## Directions for this task
Extend the Michael Sheehy biography, picking up right after its last sentence.

## Passage to read
_ _ _
17 Songs, 50 Minutes


About Michael Sheehy

After the demise of Dream City Film Club in 1999, Michael J. Sheehy quickly emerged as a solo singer/songwriter. While many of his U.K. contemporaries were exploring melodic guitar rock or neo-prog, Sheehy struck out in a different direction; his dark and often darkly humorous, punk-spirited songs drawing on everything from early American rock & roll, blues, gospel, and country to the British hymnal tradition.

Michael J. Sheehy was born in 1972 into a working-class Irish Catholic household in Kentish Town (North London), where pop music consumption centered on American artists like Elvis Presley, Hank Williams, Marty Robbins, and Patsy Cline. Ironically, although country music would later exercise a considerable influence on his work, Sheehy disliked it as a child. While Elvis remained a firm favorite, in his teens Sheehy gravitated to glam rock — particularly Marc Bolan and David Bowie — and American proto-punk bands like the Stooges, rather than the homegrown class of 1976. Other artists to attract his attention were Marvin Gaye, Tim Buckley, Tom Waits, and Nick Cave.

Sheehy began performing solo pub gigs in his late teens and, after three years on the London "toilet circuit," he met Laurence Ash and Alex Vald, with whom he formed Dream City Film Club. Following two full-length releases (Dream City Film Club and In the Cold Light of Morning) and the Stranger Blues mini-album, the group was at the point of implosion; apathetic audiences, an indifferent music press, a lack of radio exposure, and inevitable financial strain had taken their toll and contributed to the disintegration of relations among bandmembers.
_ _ _
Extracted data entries
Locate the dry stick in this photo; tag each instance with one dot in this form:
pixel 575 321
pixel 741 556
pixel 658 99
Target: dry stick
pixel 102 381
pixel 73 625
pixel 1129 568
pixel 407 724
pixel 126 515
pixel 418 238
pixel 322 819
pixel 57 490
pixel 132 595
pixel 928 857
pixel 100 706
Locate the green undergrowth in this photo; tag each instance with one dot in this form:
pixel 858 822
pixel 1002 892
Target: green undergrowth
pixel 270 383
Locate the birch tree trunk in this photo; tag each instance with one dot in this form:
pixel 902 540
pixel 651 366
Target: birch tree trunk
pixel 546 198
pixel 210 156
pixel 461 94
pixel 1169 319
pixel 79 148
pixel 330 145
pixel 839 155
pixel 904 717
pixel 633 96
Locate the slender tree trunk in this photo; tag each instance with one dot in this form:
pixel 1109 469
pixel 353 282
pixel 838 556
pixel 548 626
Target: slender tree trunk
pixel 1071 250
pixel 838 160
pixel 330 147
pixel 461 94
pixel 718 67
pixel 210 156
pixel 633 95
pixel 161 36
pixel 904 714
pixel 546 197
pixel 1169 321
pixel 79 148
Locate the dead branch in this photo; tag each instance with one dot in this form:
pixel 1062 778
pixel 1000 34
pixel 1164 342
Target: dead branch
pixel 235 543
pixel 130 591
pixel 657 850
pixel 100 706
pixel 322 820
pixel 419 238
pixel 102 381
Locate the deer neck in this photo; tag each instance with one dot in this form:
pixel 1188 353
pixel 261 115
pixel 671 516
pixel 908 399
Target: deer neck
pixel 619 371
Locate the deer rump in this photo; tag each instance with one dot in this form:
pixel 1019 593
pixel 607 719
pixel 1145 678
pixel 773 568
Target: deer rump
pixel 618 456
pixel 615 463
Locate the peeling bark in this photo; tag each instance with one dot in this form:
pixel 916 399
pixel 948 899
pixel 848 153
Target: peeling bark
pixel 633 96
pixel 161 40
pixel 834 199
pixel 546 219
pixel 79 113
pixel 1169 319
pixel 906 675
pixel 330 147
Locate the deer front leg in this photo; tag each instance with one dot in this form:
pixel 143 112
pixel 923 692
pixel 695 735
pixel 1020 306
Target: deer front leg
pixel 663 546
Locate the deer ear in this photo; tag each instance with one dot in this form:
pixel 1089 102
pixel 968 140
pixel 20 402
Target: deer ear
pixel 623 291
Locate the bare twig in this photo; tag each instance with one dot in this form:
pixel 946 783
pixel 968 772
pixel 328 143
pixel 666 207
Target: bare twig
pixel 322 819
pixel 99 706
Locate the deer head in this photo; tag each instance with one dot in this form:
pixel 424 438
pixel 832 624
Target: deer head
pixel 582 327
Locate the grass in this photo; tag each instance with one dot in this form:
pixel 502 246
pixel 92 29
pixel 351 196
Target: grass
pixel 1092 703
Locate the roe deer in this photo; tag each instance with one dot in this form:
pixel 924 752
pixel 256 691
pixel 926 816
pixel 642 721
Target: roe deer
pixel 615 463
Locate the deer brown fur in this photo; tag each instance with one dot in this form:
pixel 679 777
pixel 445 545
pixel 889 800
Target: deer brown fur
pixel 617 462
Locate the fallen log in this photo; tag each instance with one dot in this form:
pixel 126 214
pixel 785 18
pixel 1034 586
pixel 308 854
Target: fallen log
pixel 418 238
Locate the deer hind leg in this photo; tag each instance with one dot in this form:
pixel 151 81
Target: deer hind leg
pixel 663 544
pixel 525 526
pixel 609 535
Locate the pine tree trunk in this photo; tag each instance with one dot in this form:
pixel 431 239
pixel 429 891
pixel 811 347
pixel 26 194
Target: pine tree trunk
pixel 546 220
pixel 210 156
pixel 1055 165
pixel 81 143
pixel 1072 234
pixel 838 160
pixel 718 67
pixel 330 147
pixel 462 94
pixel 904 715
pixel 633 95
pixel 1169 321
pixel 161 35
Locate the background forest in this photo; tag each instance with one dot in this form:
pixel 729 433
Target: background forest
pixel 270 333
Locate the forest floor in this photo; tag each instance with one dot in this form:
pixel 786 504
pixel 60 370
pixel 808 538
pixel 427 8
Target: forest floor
_ _ _
## Written answer
Taking advantage of a short break between the release of Stranger Blues and a tour in support of the record, Sheehy spent two weeks in the studio recording his own material. Although he had no immediate plans to release it — given his commitments with DCFC — the sessions provided him with an opportunity to work on songs that he had considered too personal to record with the band. As it turned out, DCFC split on the eve of their tour and Sheehy had no difficulty reverting to his previous identity as a solo performer, finding it the perfect outlet for the type of material he was writing.

Sweet Blue Gene, the fruit of those two weeks in the studio, was released in 2000. His songs crossed a range of styles: sparse hymnal ballads, reverb-laden swamp blues, and industrial soundscapes. In lyrics that were alternately arrestingly poignant and grimly funny, Sheehy trawled sordid, miserable, and occasionally disturbing territory. The album was a critical success in Britain — in marked contrast to the work of the often maligned DCFC — and Sheehy returned to live performance, including dates with Tindersticks in Europe.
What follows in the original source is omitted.